=== THE PROBLEM ===
Could you return every line of the records below that contains the word "fragment"?

_____

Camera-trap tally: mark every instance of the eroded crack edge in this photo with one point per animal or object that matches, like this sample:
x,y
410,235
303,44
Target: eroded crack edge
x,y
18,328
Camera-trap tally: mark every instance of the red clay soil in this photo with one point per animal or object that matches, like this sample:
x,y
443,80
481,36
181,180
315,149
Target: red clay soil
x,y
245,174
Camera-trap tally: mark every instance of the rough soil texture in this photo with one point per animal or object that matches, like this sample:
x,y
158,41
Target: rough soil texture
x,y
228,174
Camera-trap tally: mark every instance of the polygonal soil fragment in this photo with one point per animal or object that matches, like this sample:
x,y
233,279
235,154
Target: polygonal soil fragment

_____

=== EXERCISE SOLUTION ===
Camera-trap tally: mark every instance of the polygonal soil fragment in this photo with one point per animal or object that matches, like this sample:
Target: polygonal soil fragment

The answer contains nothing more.